Kendrick Lamar: Lakers fan

Kendrick Lamar: Lakers fan

Kendrick Lamar was born in Compton on June 17, 1987 - three days after the Showtime Lakers defeated the Celtics for their 10th NBA championship. So by the astrological and geographical circumstances of his birth, the Grammy-nominated rapper is bound to the purple and gold.

A self-professed "huge basketball fan," Lamar's lyrics incorporate hoops culture as well as any rapper in recent memory. An early breakout song was named "Michael Jordan," where he admits, "I used to want to be like Michael Jordan/Figure I would make the NBA and make me a fortune."

"Black Boy Fly" details a teenage Lamar's mix of jealously and pride for his Compton Centennial classmate, future NBA star Arron Afflalo. It's basically the rap American Pastoral, only the Swede ends up averaging 16 points a game for the Orlando Magic instead of manufacturing women's gloves in Newark, N.J.

Lamar's most infamous intersection with basketball came on "Control," where the artist took shots like Kobe Bryant surrounded by four Smush Parkers. A playful barb was directed at former Lakers sage-coach Phil Jackson: "if Phil Jackson came back, still no coaching me." To which the Zen Grandmaster responded on Twitter: "it's okay to be cocky and sure, but we all need somebody to lean on. Let's just call it mentoring."

See also: Kendrick Lamar's Mood Music

If you're keeping score, that means that Jackson has responded to more rap songs from Lamar than from Shaquille O' Neal, and the latter won him three championships and had DJ Quik production. Even Kobe gave a nod of approval, tweeting that "[Lamar] threw down the gauntlet. #challengesgiven #challengestaken #everythingscompetition."

******

__Work instructions__
a: Rewrite the Kendrick Lamar passage starting at "Kendrick Lamar was" and ending at "purple and gold.", swapping "Celtics" for "Boston Celtics".
b: Go on with the piece about Kendrick Lamar and basketball, picking up after its final sentence.

__Given data__

******

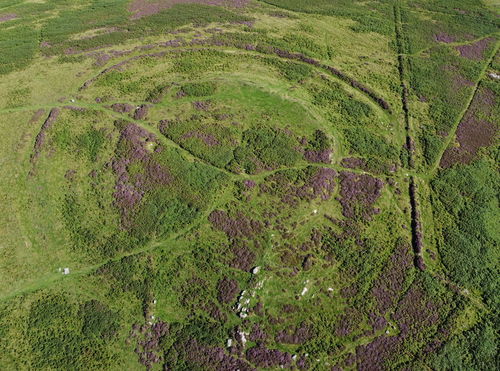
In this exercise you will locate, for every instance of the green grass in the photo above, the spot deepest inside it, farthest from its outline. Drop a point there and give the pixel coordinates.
(218, 168)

******

__Task-by-task outputs__
a:
Kendrick Lamar was born in Compton on June 17, 1987 - three days after the Showtime Lakers defeated the Boston Celtics for their 10th NBA championship. So by the astrological and geographical circumstances of his birth, the Grammy-nominated rapper is bound to the purple and gold.

b:
Over the last 18 months, Lamar has been on a streak so hot that he probably could resuscitate Kobe's rap career. When he's not in the studio or on tour, Lamar is a serious NBA fan. So last month, I asked him a few questions about his fandom, the connection between sports and music, and why they need to bring back the Rock N' Roll Jock B-Ball Jam.

When Phil Jackson tweeted at you, did you sit back and think, 'I've finally arrived?"
The crazy part is, I didn't think it would go that far to where people were dissing me and Phil Jackson would respond. I caught wind of it late when I was overseas. I still need to tweet Phil Jackson back, though. Matter of fact, I'm going to try to remember to do that tonight.

What are your thoughts about this year's Lakers season?
Man, please don't talk about the Lakers [laughs]. I'm hurt. ... We hurtin'.

But you still root for them?
Hell yeah. It's crazy because I just did a photo shoot with Chris Paul for ESPN, and they asked me, 'I know you and [Paul] are really close, but what are the debates? ... Who you riding with? I always tell them, '[Paul] is my partner, but I'm not going to jump on the bandwagon because the Clippers is booming now. It just don't feel right." 

Of course, I'm going to support it because it's the Clippers and that's L.A. I'm always going to go to both teams' games. I'm just not going say that I was a day one Clippers fan, like back when they had Lamar Odom or Danny Manning.

What do you think of this Trading Places era of L.A. basketball?
It's just a shift in time. The only thing that I can be happy about is that at least the Clippers are really good and benefiting from the shift.

When you have a great player like Kobe, one of the best to ever play in my opinion, there comes a time when a new breed comes in. Not to say that Kobe won't be back, because that dude is a fire, and the way he leads his team to be the best - not just him - you can't count him out. It's just there's always a time when it's inevitable that a shift occurs.

Do you find a lot of connection between basketball and sports?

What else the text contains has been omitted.